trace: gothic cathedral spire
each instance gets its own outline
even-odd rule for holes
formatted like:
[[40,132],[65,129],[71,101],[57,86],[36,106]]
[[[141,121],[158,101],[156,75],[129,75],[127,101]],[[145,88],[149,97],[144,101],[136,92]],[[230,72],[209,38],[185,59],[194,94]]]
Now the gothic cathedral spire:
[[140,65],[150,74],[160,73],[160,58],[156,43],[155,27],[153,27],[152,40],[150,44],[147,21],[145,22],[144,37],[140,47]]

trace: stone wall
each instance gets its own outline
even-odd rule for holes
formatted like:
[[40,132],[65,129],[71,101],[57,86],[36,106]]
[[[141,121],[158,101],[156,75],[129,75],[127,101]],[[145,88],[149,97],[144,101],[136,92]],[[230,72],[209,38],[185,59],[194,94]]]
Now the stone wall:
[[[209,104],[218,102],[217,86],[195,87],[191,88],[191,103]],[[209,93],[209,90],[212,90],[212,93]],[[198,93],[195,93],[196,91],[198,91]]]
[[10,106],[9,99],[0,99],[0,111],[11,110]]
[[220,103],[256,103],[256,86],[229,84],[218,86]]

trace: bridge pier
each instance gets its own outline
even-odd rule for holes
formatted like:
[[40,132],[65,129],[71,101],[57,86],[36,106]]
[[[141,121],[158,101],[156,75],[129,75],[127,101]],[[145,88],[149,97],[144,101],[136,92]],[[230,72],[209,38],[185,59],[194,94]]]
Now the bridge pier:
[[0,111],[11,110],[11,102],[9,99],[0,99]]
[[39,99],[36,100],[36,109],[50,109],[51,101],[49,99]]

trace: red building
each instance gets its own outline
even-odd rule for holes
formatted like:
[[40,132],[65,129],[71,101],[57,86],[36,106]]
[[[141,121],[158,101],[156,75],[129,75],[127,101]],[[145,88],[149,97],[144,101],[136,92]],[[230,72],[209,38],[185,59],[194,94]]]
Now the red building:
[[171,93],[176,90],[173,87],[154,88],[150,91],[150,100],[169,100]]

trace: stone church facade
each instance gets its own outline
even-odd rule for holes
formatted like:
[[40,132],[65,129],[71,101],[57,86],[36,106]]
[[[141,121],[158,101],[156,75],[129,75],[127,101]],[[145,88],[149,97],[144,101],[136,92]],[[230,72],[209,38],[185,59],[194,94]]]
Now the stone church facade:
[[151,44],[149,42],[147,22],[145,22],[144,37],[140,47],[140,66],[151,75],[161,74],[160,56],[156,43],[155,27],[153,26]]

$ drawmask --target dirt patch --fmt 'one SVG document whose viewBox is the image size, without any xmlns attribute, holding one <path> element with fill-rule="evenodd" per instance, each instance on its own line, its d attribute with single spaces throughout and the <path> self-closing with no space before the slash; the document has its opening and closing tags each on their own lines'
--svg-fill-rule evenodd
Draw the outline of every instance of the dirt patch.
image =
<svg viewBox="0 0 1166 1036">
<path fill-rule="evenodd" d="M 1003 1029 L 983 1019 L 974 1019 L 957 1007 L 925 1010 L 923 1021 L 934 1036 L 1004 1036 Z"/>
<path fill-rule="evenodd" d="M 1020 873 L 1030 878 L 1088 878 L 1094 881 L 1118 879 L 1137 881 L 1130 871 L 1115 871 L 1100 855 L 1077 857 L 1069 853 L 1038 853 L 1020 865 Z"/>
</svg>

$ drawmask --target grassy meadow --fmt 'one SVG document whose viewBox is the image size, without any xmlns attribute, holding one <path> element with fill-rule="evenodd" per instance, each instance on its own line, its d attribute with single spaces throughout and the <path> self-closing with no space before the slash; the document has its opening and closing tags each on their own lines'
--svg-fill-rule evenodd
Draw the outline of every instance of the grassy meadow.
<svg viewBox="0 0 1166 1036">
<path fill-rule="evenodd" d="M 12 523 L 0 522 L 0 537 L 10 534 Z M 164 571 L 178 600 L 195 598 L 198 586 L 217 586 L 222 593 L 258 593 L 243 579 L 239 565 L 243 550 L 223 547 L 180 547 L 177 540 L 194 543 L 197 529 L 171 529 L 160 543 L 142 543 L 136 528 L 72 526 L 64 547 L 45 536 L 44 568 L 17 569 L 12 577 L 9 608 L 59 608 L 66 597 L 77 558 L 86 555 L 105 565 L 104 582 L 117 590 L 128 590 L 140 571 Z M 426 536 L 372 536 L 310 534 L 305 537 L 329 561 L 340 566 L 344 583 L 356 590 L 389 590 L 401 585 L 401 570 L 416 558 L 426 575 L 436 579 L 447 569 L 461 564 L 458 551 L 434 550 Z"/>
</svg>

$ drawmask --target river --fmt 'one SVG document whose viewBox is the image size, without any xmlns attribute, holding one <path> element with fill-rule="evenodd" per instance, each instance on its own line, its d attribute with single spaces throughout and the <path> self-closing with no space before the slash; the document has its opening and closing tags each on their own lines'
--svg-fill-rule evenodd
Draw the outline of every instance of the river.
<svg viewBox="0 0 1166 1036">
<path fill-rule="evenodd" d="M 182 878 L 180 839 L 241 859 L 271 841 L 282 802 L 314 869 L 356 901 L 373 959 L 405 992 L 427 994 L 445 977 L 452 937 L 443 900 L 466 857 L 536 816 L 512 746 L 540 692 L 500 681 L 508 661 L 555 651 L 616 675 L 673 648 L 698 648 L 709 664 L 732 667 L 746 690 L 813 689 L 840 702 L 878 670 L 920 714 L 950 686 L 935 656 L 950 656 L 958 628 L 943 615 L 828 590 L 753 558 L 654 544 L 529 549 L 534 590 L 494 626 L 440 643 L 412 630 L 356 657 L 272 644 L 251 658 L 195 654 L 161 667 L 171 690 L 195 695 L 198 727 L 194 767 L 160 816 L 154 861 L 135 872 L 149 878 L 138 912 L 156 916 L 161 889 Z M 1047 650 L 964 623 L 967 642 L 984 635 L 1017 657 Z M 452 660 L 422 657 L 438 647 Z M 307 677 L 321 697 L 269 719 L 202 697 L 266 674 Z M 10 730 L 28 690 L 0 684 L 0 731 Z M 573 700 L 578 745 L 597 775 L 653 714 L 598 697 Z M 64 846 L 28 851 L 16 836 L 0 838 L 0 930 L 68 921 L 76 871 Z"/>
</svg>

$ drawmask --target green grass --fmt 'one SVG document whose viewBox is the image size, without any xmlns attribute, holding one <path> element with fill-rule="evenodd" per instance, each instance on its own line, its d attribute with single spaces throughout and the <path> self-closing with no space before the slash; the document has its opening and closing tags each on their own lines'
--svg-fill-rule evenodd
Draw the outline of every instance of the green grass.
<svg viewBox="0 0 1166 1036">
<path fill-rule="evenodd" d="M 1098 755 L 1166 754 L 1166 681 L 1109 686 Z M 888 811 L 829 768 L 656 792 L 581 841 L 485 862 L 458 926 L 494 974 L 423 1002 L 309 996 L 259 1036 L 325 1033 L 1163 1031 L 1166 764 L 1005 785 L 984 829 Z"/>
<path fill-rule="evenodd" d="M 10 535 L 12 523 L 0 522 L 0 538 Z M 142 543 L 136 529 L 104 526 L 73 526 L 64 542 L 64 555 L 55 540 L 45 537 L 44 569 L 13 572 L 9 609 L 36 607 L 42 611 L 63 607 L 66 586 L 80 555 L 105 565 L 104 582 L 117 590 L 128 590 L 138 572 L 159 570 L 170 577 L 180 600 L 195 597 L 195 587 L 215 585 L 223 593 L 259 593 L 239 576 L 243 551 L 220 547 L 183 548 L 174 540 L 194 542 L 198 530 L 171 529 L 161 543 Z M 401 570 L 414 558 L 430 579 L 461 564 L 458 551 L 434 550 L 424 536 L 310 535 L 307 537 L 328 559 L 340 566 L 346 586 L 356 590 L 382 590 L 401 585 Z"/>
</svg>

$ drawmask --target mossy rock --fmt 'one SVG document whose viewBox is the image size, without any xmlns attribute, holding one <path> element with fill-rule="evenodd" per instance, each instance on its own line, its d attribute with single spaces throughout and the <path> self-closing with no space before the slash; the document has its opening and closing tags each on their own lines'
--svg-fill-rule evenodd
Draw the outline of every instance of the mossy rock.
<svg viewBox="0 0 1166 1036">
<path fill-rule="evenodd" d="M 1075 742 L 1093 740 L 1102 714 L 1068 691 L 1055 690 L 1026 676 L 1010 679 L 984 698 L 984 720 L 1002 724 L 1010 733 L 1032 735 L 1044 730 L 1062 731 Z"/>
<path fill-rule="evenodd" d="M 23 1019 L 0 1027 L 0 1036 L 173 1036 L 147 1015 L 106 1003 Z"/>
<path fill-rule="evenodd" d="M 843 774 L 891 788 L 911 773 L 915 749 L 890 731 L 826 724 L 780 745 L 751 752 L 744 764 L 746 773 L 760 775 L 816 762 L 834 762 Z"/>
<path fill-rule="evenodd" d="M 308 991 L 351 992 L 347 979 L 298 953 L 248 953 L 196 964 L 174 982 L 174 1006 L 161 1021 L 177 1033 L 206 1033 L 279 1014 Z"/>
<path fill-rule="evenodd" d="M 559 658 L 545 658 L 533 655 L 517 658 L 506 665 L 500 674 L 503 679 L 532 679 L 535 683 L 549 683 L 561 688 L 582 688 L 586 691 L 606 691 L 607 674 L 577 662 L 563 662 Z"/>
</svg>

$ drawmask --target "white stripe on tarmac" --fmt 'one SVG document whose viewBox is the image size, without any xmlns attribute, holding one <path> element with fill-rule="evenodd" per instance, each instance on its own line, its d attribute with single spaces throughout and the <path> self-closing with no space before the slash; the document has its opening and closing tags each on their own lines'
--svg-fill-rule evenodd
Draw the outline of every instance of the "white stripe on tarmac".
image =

*-*-*

◆ **PROBLEM**
Reproduce the lines from the one with "trace: stone church facade" up to and including the one with "Now the stone church", substituting "object" for "instance" and leaving everything else unchanged.

◆ **EXERCISE RESPONSE**
trace: stone church facade
each object gets its own outline
even-odd rule for holes
formatted like:
[[40,132],[65,129],[71,101],[57,86],[36,106]]
[[[141,121],[158,101],[156,75],[129,75],[127,101]],[[145,88],[149,97],[144,101],[136,92]],[[230,72],[209,38],[185,59],[194,94]]]
Now the stone church facade:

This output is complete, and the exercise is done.